Work item:
Go to the line containing "with detecting older" and return it and each line after it exactly, through the end of the data below, and nothing more.

- - -

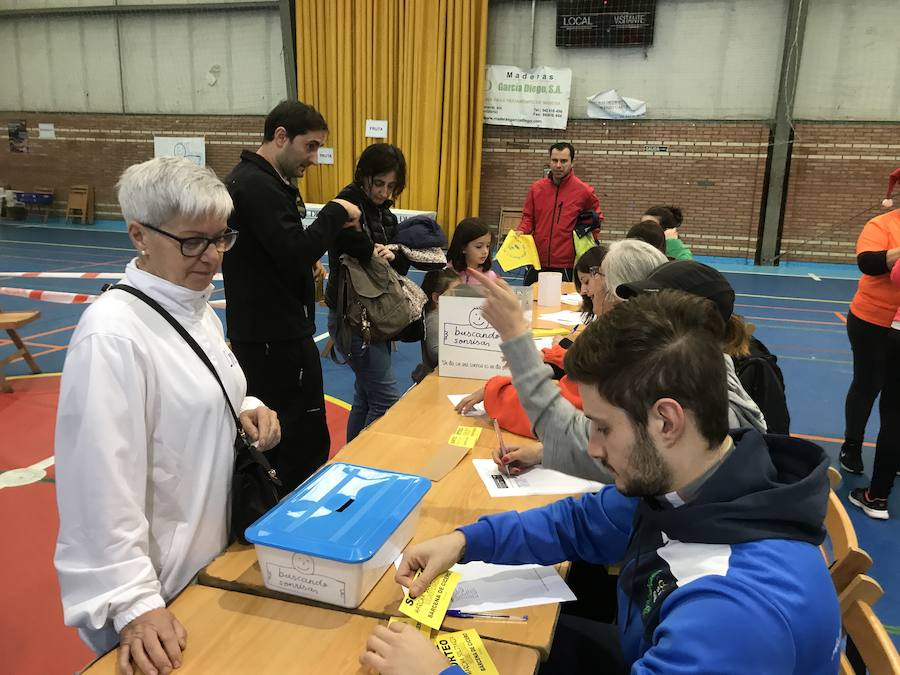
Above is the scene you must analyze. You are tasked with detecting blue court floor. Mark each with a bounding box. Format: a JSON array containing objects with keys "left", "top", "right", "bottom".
[{"left": 1, "top": 217, "right": 898, "bottom": 647}]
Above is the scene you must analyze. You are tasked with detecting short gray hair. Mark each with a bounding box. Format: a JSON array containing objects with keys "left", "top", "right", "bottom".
[
  {"left": 117, "top": 156, "right": 233, "bottom": 226},
  {"left": 603, "top": 239, "right": 668, "bottom": 295}
]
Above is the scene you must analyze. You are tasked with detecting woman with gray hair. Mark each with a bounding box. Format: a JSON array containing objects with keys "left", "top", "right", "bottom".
[
  {"left": 54, "top": 156, "right": 280, "bottom": 674},
  {"left": 590, "top": 238, "right": 668, "bottom": 317}
]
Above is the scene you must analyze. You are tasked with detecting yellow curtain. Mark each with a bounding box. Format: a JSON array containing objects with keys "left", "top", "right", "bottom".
[{"left": 295, "top": 0, "right": 488, "bottom": 238}]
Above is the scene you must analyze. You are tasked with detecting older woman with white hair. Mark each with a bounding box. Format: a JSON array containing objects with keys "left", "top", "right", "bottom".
[
  {"left": 585, "top": 238, "right": 669, "bottom": 318},
  {"left": 454, "top": 239, "right": 668, "bottom": 438},
  {"left": 54, "top": 156, "right": 280, "bottom": 674}
]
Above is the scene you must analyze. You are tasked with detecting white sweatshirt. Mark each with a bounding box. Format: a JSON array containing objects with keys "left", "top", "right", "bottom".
[{"left": 54, "top": 260, "right": 262, "bottom": 653}]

- - -

Response for this exercise:
Above is the scene you must analyze. You are tasked with detecting older woman with white hair. Mark each with a bounding box. Format: a JSON array containing objects with keys "left", "top", "right", "bottom".
[
  {"left": 585, "top": 238, "right": 669, "bottom": 318},
  {"left": 454, "top": 239, "right": 668, "bottom": 438},
  {"left": 54, "top": 156, "right": 280, "bottom": 674}
]
Above is the scene you must analyze. You are tasked with detecting white sweatshirt. Mark each with a bounding box. Format: a JSON array containing objects with keys "left", "top", "right", "bottom".
[{"left": 54, "top": 260, "right": 262, "bottom": 653}]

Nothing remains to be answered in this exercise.